> PROBLEM
Reproduce every one of the rows below word for word, changing nothing on any line.

Dataset rows:
## begin

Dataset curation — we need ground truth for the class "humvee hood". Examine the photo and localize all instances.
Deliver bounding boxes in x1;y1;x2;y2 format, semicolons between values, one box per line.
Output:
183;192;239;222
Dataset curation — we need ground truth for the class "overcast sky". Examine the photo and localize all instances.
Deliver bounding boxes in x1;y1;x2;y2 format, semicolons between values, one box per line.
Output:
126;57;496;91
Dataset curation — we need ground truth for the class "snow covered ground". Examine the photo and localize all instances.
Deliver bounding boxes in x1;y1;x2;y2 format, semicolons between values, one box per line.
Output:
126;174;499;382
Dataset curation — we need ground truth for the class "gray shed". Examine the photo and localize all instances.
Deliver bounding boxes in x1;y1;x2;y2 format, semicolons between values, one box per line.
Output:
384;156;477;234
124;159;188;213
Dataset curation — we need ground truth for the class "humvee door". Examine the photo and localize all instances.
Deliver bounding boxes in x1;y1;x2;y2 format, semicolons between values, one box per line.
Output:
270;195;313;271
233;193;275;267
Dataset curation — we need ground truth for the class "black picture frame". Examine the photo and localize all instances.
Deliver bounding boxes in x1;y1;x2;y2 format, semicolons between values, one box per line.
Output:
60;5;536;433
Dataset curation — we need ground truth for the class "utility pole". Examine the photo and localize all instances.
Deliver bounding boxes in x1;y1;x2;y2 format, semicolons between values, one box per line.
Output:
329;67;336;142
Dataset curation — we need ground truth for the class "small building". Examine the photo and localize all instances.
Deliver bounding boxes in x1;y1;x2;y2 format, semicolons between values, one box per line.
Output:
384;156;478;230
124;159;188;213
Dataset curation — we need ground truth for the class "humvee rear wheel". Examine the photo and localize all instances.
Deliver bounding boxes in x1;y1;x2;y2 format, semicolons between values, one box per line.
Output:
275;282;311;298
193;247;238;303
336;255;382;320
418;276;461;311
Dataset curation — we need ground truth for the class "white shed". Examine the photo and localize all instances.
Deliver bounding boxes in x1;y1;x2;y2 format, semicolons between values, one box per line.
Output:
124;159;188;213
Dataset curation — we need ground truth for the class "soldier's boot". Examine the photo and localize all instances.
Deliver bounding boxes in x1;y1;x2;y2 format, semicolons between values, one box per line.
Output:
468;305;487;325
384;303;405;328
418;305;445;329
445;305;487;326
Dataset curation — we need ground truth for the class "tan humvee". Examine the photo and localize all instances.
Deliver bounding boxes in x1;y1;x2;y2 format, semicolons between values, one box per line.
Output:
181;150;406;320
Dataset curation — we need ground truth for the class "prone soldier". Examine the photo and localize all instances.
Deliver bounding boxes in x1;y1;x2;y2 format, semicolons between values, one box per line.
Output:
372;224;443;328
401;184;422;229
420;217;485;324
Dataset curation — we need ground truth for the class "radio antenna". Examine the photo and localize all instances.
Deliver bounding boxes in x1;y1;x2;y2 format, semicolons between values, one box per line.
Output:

## end

> REPLY
Dataset curation — we need ground truth for the class "humvee hood". Examine the photo and localize all instances.
Deliver bounding boxes in x1;y1;x2;y2 format, semicolons between values, one box per line.
Output:
183;192;239;222
Dataset curation — we need ground truth for the class "overcast sky". Examine the photo and localize all instances.
Deliver bounding boxes in x1;y1;x2;y2 format, semicolons between values, one box per line.
Output:
126;57;496;91
Dataset curation — we need ground truth for the class "snow covered ground". Examine the photo and localize all instances.
Deliver bounding boxes in x1;y1;x2;y2 format, semicolons between values, one box per line.
Output:
126;174;499;382
Dataset curation — we need ground truth for the class "gray shed". Examine the photo and localize all instances.
Deliver bounding boxes in x1;y1;x2;y2 format, semicolons between values, one box per line.
Output:
384;156;477;234
124;159;188;213
Dataset curation — we need ground truth for the class "humvee door". Examine the photo and localize all instances.
Deliver bounding boxes in x1;y1;x2;y2 format, semicolons between values, one box per line.
Output:
270;195;313;271
233;193;275;267
Dataset curation — we need ground truth for the class "black picture frame". Examine the photo and localize all instances.
Deliver bounding boxes in x1;y1;x2;y2 format, semicolons between values, one box per line.
Output:
60;5;536;433
Dataset curation — we need ground truth for the class "utility pole". Examine the photo and localize all instances.
Deliver bounding boxes in x1;y1;x2;y2 format, semicolons between values, one box per line.
Output:
329;67;336;142
Dataset curation — we need ground truth for the class "small building". Examine the photo and localize all instances.
Deliver bounding boxes in x1;y1;x2;y2 format, semicolons between values, one box per line.
Output:
384;156;478;230
124;159;188;213
Dataset curation — we need ground truth for the class "humvee rear wheel". Examine the photo and localize all instances.
Deliver bounding boxes in x1;y1;x2;y2 format, semicolons between values, one box per line.
Output:
275;282;311;298
193;247;238;303
336;255;382;320
418;276;461;311
Dataset curation — we need ground truth for the class "white shed". Examine the photo and localize all instances.
Deliver bounding boxes in x1;y1;x2;y2 format, semicolons between values, one box per line.
Output:
124;159;188;213
Dataset curation — we need ground truth for the class "soldier's boot". Examine the photo and localize all instances.
Deliver bounding boxes in x1;y1;x2;y2 format, semicolons between values, one box per line.
Output:
468;305;487;325
384;303;405;328
418;305;445;329
445;305;487;326
Dataset curation — we need ground truth for the class "tan humvee". Examine the photo and localize all instances.
Deliver bounding boxes in x1;y1;x2;y2 format, semicolons between values, one box per line.
Output:
181;150;406;320
Dataset curation — we need ground truth for the class "prone soldier". Examine the photo and localize all instances.
Deliver bounding boxes in x1;y1;x2;y2 format, semicolons between values, one box per line.
Output:
372;224;443;328
401;184;422;229
420;217;485;324
Dataset curation — we need ground truth for the class "radio antenna". Examine the photo and localize all instances.
Deliver bounding boxes in x1;y1;x2;y2 format, semicolons between values, one box per line.
Output:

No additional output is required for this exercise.